* _Objective_
Locate every line in the material below that contains the word "gray" and reproduce each of those lines in full.

* _Data provided_
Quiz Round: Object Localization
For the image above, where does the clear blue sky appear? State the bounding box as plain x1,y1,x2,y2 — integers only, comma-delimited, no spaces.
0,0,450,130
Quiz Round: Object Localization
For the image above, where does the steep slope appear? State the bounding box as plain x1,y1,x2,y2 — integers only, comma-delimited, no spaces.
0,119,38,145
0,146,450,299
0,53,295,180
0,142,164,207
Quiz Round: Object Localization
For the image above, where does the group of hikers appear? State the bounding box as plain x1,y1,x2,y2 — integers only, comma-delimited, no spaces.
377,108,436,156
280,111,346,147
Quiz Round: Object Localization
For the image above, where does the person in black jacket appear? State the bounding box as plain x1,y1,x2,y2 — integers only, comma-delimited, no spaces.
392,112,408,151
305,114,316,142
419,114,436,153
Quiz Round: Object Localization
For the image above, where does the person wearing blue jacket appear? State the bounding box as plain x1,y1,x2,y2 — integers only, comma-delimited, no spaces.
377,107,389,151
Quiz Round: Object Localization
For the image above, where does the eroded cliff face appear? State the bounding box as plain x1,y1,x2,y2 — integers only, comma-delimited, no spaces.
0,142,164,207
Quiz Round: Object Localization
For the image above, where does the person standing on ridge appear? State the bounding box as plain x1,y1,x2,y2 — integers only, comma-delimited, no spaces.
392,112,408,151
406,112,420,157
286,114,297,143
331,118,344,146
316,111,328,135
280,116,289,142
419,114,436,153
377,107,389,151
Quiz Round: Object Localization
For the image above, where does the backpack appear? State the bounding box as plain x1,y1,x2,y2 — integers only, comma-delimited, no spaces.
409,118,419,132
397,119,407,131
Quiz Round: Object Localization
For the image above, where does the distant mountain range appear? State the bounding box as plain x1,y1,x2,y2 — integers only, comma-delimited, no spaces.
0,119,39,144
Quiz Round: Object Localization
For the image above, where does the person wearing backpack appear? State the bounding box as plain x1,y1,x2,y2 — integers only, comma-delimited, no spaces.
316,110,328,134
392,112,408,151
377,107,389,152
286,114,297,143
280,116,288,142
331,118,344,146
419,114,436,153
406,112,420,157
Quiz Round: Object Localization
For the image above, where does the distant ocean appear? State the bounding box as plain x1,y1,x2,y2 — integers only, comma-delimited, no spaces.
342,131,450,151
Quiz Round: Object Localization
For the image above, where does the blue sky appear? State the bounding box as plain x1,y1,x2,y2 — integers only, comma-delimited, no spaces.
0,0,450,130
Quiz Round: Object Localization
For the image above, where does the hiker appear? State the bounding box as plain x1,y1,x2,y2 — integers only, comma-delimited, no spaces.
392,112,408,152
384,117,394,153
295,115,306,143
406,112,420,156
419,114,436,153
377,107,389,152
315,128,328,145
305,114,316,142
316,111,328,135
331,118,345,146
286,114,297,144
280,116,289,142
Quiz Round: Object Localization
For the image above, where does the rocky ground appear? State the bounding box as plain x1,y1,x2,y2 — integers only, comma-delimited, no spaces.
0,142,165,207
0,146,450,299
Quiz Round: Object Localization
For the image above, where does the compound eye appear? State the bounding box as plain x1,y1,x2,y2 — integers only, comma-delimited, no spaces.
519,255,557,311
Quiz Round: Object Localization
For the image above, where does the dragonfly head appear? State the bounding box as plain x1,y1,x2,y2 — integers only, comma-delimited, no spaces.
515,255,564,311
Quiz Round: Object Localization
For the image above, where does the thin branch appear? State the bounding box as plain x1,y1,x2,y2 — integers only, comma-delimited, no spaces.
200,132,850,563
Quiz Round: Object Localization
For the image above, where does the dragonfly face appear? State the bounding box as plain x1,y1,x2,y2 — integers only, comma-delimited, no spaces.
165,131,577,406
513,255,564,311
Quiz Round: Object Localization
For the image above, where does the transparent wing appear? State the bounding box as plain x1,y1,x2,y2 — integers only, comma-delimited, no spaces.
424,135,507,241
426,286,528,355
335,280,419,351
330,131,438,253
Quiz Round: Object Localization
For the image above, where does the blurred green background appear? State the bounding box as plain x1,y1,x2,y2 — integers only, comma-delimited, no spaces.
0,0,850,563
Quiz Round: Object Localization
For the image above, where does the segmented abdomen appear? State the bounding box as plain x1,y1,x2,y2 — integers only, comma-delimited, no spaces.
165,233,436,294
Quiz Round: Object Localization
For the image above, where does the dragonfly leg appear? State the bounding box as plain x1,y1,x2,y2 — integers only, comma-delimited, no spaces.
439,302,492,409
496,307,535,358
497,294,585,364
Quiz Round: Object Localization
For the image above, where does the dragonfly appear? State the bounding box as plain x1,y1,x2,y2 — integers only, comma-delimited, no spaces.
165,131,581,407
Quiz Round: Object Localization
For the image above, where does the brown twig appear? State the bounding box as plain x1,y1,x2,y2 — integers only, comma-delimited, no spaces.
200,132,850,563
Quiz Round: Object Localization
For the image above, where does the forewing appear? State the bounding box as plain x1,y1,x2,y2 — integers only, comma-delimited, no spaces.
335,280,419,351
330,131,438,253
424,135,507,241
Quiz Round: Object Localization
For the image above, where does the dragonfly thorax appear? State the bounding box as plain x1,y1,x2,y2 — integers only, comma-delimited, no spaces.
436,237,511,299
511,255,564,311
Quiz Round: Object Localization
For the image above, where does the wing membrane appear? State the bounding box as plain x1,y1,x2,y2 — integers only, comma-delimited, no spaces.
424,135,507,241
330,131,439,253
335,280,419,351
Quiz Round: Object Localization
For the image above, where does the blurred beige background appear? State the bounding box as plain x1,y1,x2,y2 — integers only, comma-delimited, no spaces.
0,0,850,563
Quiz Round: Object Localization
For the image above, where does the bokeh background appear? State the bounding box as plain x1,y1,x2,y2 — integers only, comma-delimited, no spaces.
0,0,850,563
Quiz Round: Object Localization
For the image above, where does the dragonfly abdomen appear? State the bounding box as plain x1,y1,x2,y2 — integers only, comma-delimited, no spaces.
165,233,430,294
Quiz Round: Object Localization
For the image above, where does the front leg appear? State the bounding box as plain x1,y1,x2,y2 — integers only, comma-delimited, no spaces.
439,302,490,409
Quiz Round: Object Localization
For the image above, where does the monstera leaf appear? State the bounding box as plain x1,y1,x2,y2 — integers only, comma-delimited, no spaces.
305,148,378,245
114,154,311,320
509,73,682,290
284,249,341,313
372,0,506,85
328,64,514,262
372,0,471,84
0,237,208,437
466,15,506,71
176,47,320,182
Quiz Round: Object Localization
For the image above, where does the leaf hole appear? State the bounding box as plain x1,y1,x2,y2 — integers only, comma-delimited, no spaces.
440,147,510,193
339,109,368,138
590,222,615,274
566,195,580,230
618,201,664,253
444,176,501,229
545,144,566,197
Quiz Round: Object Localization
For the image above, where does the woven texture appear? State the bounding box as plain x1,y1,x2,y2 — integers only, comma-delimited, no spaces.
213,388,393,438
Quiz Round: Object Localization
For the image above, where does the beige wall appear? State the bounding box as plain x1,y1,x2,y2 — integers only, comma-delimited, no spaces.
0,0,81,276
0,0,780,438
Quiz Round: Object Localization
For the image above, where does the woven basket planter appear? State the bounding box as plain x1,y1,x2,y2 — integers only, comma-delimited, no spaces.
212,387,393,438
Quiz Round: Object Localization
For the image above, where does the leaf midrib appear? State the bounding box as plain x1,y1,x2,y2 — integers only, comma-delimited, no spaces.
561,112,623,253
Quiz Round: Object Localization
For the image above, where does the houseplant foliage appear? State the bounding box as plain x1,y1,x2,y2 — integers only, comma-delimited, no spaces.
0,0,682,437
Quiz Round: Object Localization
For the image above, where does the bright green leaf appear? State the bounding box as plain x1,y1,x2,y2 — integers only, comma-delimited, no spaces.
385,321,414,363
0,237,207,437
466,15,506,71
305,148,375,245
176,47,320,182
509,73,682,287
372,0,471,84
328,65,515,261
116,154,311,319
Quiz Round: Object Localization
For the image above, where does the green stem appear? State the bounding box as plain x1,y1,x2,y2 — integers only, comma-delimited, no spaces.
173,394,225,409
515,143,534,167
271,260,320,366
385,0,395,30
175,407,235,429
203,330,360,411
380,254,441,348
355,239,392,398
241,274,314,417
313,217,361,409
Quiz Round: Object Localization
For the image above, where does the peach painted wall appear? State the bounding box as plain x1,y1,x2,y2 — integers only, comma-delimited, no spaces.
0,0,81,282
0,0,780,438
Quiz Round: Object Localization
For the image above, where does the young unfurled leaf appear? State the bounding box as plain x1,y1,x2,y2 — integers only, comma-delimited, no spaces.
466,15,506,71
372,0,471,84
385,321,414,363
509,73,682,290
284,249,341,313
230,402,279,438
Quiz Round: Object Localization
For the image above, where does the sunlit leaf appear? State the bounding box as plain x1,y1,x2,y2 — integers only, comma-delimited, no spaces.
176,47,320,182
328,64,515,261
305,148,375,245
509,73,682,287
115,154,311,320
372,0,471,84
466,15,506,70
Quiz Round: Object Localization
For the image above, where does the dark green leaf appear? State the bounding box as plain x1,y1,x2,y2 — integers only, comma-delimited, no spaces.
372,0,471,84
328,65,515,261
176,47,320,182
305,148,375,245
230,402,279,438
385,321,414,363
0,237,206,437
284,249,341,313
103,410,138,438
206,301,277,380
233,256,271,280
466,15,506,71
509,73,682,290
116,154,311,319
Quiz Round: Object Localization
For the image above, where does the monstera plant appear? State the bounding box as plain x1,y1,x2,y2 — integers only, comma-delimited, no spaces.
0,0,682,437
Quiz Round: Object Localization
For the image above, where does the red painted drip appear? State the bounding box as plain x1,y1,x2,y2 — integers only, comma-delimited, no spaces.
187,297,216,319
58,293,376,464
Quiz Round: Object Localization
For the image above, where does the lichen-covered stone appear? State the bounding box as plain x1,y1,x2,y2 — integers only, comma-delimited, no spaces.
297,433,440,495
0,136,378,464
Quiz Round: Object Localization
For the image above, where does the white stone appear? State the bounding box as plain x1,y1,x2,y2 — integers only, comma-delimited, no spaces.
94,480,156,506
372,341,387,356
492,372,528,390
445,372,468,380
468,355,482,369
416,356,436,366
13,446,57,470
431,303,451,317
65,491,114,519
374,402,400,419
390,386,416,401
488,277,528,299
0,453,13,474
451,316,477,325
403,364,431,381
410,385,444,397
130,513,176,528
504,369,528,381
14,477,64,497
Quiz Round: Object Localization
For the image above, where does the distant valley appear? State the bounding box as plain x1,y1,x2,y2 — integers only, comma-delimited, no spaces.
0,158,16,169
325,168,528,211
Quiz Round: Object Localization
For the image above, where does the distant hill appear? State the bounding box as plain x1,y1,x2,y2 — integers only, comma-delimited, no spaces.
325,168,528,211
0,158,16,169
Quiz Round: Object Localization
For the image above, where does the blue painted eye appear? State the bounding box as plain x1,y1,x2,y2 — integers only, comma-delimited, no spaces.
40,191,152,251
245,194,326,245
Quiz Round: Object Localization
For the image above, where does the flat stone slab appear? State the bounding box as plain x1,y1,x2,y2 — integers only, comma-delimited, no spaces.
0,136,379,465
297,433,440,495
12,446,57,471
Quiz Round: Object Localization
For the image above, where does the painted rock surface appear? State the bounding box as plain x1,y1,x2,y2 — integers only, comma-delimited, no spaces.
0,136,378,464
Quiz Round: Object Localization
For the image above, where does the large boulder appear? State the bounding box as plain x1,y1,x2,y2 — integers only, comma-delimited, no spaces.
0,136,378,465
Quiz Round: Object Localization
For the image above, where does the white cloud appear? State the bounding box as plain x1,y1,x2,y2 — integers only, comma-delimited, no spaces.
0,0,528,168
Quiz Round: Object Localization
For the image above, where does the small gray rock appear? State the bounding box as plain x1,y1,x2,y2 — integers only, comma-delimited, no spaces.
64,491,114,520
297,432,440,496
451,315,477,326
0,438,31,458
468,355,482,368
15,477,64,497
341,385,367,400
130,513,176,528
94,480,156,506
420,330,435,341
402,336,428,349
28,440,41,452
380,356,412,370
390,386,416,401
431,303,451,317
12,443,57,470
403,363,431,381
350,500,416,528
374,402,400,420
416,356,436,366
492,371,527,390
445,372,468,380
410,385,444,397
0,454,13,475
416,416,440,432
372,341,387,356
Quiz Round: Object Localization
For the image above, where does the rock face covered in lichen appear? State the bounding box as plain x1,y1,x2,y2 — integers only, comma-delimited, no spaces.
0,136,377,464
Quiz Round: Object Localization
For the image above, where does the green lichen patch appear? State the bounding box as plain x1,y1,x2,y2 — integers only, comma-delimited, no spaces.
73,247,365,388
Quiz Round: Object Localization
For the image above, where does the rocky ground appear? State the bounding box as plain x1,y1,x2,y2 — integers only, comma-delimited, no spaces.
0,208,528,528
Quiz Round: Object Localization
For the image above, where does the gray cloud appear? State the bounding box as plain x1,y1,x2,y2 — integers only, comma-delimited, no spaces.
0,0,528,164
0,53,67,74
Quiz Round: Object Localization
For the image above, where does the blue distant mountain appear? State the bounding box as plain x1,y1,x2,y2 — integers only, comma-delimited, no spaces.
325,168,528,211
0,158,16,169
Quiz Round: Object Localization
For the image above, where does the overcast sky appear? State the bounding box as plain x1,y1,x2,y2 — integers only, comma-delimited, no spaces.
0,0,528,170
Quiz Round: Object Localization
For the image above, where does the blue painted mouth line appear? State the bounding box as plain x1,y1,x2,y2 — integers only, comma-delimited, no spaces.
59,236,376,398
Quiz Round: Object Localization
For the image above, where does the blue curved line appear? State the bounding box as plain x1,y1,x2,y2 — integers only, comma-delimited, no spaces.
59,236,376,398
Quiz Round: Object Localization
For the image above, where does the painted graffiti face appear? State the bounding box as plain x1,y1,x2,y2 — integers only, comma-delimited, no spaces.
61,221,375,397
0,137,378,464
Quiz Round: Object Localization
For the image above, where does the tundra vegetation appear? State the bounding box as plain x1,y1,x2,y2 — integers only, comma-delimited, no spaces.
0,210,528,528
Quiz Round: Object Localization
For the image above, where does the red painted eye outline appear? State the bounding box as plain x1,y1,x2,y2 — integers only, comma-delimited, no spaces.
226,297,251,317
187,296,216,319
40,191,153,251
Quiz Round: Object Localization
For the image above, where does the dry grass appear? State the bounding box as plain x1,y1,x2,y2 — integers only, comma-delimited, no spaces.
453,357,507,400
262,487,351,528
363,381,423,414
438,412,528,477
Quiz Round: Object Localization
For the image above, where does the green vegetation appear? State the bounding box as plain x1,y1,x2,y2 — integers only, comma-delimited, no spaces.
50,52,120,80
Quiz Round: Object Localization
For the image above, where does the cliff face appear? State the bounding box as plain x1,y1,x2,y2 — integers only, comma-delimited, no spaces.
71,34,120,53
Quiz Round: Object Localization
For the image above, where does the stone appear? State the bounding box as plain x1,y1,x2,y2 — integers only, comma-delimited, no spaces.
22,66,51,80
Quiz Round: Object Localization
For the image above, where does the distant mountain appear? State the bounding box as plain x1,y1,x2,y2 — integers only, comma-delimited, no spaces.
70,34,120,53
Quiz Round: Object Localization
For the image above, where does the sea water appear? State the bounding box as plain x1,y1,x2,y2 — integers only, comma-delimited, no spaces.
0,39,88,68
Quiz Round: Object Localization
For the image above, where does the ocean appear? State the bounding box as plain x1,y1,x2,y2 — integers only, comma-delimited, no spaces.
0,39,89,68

* _Exercise answer_
For the image above, where does the small gray rock appear? State the bounding box as plain x1,y1,x2,y2 — integers only, comma-delimited, no spaces.
For the image above, where does the gray cloud appear? State the bounding box as plain x1,y1,x2,y2 — integers only, comma-delimited, no spaces.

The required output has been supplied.